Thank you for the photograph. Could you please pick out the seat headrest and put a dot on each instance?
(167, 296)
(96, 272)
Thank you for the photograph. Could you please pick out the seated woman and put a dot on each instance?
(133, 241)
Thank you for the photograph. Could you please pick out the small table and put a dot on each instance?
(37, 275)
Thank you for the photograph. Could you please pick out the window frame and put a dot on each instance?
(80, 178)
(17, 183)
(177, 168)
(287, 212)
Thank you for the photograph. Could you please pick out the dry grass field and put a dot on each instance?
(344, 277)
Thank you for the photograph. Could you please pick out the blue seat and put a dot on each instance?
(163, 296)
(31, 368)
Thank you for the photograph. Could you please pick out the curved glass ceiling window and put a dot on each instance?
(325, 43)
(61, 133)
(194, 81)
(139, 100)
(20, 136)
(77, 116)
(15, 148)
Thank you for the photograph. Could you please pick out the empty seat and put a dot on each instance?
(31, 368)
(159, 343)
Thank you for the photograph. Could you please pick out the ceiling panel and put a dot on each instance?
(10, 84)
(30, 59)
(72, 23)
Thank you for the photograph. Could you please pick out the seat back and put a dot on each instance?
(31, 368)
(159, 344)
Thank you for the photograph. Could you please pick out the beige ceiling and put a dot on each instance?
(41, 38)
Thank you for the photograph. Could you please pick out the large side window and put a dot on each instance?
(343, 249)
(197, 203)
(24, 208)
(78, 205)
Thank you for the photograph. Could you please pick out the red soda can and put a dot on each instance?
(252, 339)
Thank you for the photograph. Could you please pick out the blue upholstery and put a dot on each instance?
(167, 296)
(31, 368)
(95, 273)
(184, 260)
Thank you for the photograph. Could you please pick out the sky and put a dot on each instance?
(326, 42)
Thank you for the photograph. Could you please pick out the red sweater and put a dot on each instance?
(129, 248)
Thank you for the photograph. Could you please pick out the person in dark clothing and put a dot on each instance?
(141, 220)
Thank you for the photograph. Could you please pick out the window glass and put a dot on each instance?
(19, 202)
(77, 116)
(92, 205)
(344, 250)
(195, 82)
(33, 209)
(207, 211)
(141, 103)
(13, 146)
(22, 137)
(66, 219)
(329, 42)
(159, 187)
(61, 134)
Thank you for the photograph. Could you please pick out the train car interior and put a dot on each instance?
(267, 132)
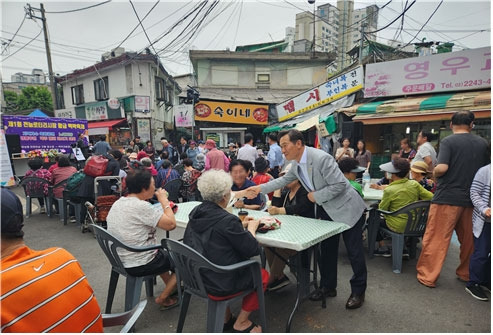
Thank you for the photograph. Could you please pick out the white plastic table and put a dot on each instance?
(297, 233)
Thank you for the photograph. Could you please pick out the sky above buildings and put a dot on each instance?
(80, 37)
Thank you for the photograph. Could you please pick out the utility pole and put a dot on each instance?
(363, 25)
(30, 11)
(313, 45)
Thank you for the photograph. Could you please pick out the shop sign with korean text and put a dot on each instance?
(97, 111)
(452, 71)
(244, 113)
(328, 92)
(142, 106)
(183, 115)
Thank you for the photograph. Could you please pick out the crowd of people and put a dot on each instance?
(299, 180)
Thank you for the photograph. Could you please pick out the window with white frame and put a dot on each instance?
(101, 89)
(77, 94)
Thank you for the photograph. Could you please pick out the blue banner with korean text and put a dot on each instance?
(44, 133)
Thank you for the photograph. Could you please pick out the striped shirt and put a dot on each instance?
(46, 291)
(480, 197)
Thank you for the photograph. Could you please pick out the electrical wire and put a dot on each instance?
(140, 22)
(397, 18)
(78, 9)
(25, 45)
(15, 34)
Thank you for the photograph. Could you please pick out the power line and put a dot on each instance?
(140, 22)
(25, 45)
(397, 18)
(129, 34)
(79, 9)
(15, 34)
(419, 31)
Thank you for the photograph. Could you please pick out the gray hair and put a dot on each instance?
(214, 184)
(146, 161)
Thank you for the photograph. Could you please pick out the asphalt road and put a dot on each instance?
(394, 302)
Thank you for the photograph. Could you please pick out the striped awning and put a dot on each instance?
(430, 107)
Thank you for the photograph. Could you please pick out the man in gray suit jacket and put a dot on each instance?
(319, 174)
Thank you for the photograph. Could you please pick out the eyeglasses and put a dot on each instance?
(136, 165)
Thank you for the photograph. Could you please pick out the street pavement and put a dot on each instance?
(394, 302)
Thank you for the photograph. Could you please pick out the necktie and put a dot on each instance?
(302, 175)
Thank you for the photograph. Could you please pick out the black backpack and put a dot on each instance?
(74, 182)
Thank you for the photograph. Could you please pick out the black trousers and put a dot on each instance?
(327, 261)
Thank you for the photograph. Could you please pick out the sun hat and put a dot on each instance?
(286, 169)
(358, 169)
(261, 164)
(209, 144)
(389, 167)
(420, 167)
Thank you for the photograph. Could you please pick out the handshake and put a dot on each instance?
(248, 193)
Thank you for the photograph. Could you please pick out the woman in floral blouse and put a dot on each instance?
(37, 170)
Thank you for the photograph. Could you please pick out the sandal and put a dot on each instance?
(164, 307)
(246, 330)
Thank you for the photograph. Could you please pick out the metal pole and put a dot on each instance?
(361, 43)
(48, 56)
(313, 45)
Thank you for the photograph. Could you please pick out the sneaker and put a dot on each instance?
(382, 253)
(477, 292)
(278, 284)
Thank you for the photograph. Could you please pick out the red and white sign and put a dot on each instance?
(328, 92)
(453, 71)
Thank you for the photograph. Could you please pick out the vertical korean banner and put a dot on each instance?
(6, 173)
(183, 115)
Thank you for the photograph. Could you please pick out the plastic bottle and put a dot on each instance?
(366, 181)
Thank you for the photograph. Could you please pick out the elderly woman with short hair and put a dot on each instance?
(220, 237)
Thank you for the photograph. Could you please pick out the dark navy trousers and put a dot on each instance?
(329, 255)
(480, 263)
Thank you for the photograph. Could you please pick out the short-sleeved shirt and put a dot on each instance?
(357, 187)
(134, 222)
(425, 150)
(364, 158)
(255, 201)
(464, 154)
(341, 150)
(46, 291)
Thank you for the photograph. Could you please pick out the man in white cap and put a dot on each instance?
(215, 159)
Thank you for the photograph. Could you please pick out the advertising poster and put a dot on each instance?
(6, 173)
(183, 115)
(44, 133)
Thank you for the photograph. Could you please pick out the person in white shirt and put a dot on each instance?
(274, 155)
(248, 151)
(426, 153)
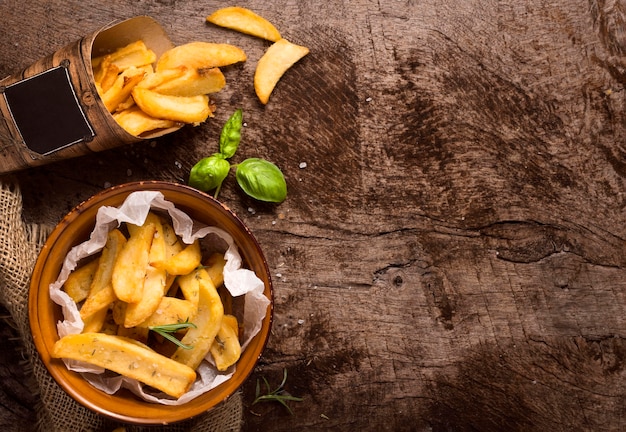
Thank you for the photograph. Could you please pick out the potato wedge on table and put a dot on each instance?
(278, 58)
(200, 55)
(244, 21)
(129, 358)
(194, 109)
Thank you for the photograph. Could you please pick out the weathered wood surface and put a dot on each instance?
(452, 255)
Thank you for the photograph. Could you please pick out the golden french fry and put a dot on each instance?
(122, 88)
(278, 58)
(194, 82)
(215, 268)
(136, 122)
(173, 244)
(139, 334)
(171, 310)
(118, 313)
(134, 54)
(128, 358)
(130, 268)
(184, 261)
(79, 281)
(200, 55)
(244, 21)
(161, 77)
(107, 74)
(208, 322)
(157, 249)
(101, 293)
(189, 285)
(97, 301)
(95, 322)
(226, 348)
(153, 291)
(194, 109)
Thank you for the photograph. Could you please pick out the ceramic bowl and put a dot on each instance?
(44, 314)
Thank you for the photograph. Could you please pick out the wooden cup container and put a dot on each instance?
(52, 111)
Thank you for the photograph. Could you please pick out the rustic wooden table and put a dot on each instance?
(451, 252)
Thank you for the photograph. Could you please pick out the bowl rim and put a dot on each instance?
(167, 413)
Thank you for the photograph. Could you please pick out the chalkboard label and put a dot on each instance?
(47, 113)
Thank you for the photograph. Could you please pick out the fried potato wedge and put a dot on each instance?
(130, 268)
(161, 77)
(215, 268)
(101, 293)
(95, 322)
(79, 281)
(171, 310)
(184, 261)
(136, 122)
(200, 55)
(129, 358)
(245, 21)
(194, 82)
(194, 109)
(134, 54)
(208, 322)
(278, 58)
(226, 348)
(122, 88)
(153, 291)
(107, 75)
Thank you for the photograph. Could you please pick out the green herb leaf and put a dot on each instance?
(277, 395)
(167, 330)
(262, 180)
(231, 134)
(209, 173)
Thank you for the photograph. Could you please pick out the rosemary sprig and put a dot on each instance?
(167, 330)
(276, 395)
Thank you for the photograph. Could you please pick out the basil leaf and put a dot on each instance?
(209, 173)
(262, 180)
(231, 134)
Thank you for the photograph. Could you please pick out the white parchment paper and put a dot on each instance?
(238, 280)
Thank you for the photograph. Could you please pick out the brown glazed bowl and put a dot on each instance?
(44, 314)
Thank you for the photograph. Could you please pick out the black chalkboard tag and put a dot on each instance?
(47, 113)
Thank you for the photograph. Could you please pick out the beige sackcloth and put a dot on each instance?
(57, 412)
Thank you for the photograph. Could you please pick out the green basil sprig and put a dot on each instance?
(258, 178)
(261, 180)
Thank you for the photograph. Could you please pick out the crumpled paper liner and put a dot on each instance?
(238, 280)
(57, 411)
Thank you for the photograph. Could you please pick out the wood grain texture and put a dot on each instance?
(452, 255)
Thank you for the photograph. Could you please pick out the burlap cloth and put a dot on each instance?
(19, 246)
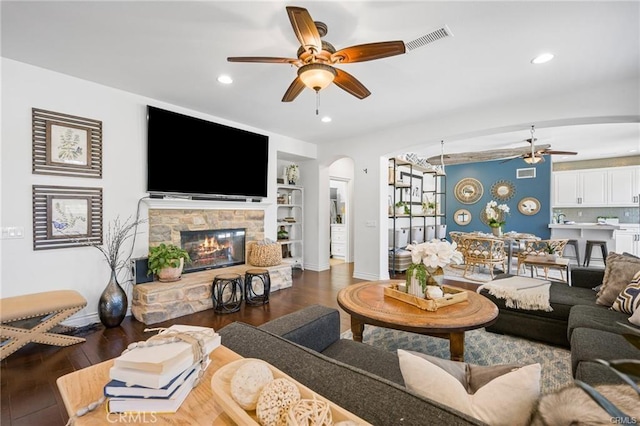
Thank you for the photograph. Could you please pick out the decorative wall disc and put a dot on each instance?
(468, 190)
(503, 190)
(462, 217)
(529, 206)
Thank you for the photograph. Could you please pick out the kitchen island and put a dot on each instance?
(587, 231)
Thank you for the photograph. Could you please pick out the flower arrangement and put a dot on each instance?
(427, 259)
(496, 214)
(293, 173)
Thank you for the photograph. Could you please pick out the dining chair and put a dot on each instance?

══════════════════════════════

Only these lines should appear in the reply: the one containing "island and put a dot on each instance?", the last line of the data, and all lines between them, each copied exactly.

§ RESULT:
Thank you for the photograph. Could you please pick out the kitchen island and put a dot on each instance?
(587, 231)
Thank you for the photograph. Could you please pick out the flower arrangement and put a dot on each instance?
(427, 259)
(496, 214)
(293, 173)
Thank you for the photograph. Could you please pick out the dining chair and put a dot on each instance?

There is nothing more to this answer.